(Redazione) - Figuracce retoriche - 10 - Allegoria


di Annalisa Mercurio

Su questa figura potremmo scrivere interi volumi, ma tranquilli, non sono un tipo logorroico e cercherò di essere chiara e concisa. Il caro Mike Bongiorno a questo punto direbbe


Allegoria deriva dal greco antico αλληγορία , composto da ἀλλή allon più ἀγορεύω agoreuo, letteralmente un altro e parlare. Indica un dire diversamente, o meglio, parlare d’altro, leggere tra le righe (non è il parlare d’altro quando, colti in flagrante, cercate di sviare l’attenzione). L’allegoria è una figura retorica con una funzione piuttosto complessa: deve esprimere qualcosa di astratto attraverso un’immagine concreta.
Per fare questo, l’allegoria parla attraverso simboli e si utilizza quando si vuol dare alla parola un valore differente da quello che possiede letteralmente.
Se vogliamo essere ‘precisini’, questa figura retorica si divide in tre grandi sottocategorie: allegoria morale, allegoria politica e allegoria religiosa; la sua intenzione è sempre quella di sollevare questioni riguardanti questi temi.

◆ ◆ ◆ ◆ ◆ ◆ ◆

- **PROBLEMA POSTO A**
Puoi riportare parola per parola il brano sull'allegoria da "Su questa figura" a "che possiede letteralmente."?
- **PROBLEMA POSTO B**
Puoi proseguire il brano sull'allegoria dopo la sua ultima frase?
Per questo lavoro i record non servono.

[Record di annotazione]
◆ ◆ ◆ ◆ ◆ ◆ ◆

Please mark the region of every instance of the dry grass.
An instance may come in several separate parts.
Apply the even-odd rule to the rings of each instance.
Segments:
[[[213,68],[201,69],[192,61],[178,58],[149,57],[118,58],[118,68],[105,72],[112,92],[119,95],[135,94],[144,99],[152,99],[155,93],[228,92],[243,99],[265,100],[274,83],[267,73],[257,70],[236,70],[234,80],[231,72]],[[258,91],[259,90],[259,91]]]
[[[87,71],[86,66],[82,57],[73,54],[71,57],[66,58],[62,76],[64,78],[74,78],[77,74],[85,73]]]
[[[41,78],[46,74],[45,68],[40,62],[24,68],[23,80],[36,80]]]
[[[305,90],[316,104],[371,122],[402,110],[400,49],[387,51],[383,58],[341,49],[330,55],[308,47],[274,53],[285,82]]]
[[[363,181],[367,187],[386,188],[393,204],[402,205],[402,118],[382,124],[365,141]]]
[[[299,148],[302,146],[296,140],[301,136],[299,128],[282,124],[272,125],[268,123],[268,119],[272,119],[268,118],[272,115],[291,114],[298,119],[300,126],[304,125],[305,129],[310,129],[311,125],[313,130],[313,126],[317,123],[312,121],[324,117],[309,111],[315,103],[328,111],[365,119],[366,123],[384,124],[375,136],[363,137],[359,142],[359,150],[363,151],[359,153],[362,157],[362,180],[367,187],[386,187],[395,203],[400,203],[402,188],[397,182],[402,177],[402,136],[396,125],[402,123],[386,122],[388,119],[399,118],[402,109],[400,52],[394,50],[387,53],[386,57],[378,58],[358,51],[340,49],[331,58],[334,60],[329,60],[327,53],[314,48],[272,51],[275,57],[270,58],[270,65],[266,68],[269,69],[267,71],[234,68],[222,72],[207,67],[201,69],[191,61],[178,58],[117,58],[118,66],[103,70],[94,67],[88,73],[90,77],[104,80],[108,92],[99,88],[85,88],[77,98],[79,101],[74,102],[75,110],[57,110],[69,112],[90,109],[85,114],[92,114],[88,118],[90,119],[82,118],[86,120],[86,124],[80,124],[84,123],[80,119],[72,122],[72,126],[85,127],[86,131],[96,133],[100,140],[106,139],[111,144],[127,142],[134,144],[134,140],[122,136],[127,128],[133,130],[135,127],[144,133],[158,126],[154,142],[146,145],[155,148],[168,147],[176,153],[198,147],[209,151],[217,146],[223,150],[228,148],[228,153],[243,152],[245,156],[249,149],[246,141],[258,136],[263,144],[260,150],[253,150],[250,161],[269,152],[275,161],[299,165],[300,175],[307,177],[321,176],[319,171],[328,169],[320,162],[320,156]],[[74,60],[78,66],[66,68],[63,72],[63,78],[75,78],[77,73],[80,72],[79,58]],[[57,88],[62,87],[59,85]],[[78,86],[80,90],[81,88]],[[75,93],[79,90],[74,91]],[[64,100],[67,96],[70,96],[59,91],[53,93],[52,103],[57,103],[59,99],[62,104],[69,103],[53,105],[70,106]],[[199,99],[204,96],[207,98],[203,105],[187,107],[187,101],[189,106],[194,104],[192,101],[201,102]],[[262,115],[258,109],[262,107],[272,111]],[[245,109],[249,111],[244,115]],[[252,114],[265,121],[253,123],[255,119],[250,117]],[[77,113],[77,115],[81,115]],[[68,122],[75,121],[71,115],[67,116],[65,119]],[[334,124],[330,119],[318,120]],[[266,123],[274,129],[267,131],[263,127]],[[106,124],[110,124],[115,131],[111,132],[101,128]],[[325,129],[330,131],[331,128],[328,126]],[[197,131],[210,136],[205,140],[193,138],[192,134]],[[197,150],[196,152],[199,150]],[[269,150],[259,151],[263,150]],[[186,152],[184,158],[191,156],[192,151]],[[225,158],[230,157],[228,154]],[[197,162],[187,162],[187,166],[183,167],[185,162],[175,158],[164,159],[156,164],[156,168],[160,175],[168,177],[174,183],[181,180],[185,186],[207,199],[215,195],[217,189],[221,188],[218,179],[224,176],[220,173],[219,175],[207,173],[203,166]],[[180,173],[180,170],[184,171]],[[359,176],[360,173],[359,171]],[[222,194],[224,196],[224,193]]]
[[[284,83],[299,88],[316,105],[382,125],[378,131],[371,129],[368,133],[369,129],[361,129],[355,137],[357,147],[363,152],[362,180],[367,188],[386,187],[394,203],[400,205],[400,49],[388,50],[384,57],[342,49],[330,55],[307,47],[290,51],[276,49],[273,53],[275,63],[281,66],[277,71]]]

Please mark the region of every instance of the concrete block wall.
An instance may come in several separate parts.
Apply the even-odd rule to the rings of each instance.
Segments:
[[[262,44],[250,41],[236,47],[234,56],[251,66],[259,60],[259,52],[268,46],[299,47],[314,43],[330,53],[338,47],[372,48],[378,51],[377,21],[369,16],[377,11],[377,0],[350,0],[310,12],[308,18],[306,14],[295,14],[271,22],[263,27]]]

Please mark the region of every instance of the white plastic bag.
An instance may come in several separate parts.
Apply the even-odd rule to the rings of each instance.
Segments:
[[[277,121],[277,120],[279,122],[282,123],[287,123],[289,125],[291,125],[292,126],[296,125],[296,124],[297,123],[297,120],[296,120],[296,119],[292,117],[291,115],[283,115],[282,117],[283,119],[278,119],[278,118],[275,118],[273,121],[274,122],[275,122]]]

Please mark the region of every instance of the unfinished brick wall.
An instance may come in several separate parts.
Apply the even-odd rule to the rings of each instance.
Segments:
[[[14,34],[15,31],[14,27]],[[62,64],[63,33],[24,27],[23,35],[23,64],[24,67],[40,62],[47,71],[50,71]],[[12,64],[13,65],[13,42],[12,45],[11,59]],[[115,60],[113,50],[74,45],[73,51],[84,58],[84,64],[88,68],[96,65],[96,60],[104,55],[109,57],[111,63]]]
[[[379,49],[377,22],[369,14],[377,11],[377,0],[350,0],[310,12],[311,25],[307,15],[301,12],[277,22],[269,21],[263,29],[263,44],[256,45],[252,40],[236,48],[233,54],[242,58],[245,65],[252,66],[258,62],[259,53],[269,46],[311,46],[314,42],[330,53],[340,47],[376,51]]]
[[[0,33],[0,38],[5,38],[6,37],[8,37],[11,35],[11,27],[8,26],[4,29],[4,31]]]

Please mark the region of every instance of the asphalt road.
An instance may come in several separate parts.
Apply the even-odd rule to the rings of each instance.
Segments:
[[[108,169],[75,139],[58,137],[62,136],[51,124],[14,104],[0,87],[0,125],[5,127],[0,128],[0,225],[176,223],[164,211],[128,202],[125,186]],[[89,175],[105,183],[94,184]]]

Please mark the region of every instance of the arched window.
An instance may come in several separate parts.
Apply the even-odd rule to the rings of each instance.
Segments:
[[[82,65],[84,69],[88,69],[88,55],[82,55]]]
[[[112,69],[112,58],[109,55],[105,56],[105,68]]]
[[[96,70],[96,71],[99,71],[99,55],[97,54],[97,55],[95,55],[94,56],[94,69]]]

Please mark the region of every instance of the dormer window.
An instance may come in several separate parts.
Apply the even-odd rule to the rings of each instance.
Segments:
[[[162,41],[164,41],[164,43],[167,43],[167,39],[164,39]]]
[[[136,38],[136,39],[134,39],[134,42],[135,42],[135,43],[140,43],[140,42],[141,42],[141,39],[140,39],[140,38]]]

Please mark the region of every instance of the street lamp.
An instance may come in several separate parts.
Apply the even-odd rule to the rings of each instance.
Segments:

◆ ◆ ◆ ◆ ◆ ◆ ◆

- **RISULTATO FINALE A**
Su questa figura potremmo scrivere interi volumi, ma tranquilli, non sono un tipo logorroico e cercherò di essere chiara e concisa. Il caro Mike Bongiorno a questo punto direbbe


Allegoria deriva dal greco antico αλληγορία , composto da ἀλλή allon più ἀγορεύω agoreuo, letteralmente un altro e parlare. Indica un dire diversamente, o meglio, parlare d’altro, leggere tra le righe (non è il parlare d’altro quando, colti in flagrante, cercate di sviare l’attenzione). L’allegoria è una figura retorica con una funzione piuttosto complessa: deve esprimere qualcosa di astratto attraverso un’immagine concreta.
Per fare questo, l’allegoria parla attraverso simboli e si utilizza quando si vuol dare alla parola un valore differente da quello che possiede letteralmente.

- **RISULTATO FINALE B**
Abbiamo conosciuto tutti l’allegoria in tenera età, nel nostro primo incontro con la letteratura: le favole. Credo sia chiaro per tutti che questo sia un genere da non sottovalutare; in ogni luogo terreno, da che mondo è mondo, la favola ricopre un ruolo straordinario: passando per l’inconscio, prepara i bambini alla vita reale attraverso storie luoghi e personaggi fantastici. Non posso esimermi dall’osservazione di quanto le favole mutino nel corso del tempo, facendosi portatrici della visione storica e sociale del momento. A tal proposito, possiamo porre lo sguardo sull’aspetto allegorico delle moderne favole disneyane che vanno a ribaltare – offrendo nuovi modelli ai piccoli di oggi – il concetto di femminile di alcune favole classiche con le quali intere generazioni sono cresciute.
Lasciando ora da parte la letteratura per l’infanzia, secondo voi, avrei potuto parlare di allegoria senza citare l’opera letteraria allegorica per eccellenza? Certo che no! Ecco che (sentivo da lontano la vostra nostalgia) torna a noi la Divina Commedia. Tutti sappiamo come in quest’opera, Dante racconti un viaggio immaginario nell’aldilà; possiamo nel suo insieme definire l’opera dantesca allegorica in quanto, attraverso un racconto altro, parla del percorso di un’anima verso la salvezza. Il Sommo però, andò ben oltre; vi chiedo di immaginare la Divina Commedia come se fosse una “matrioska” di allegorie.

Spero che Dante non me ne voglia per questa definizione! Andiamo a vedere come, aprendo la matrioska grande, che chiamerò allegoria madre, ne scopriremo altre.

Nel canto I dell’Inferno troviamo le allegorie più famose dell’opera: le tre fiere (purtroppo non intendo proporvi una gita tra fiere gastronomiche, per fiera intendo ciò che il vocabolario Treccani definisce “animale selvatico che è insieme feroce e di grossa mole”).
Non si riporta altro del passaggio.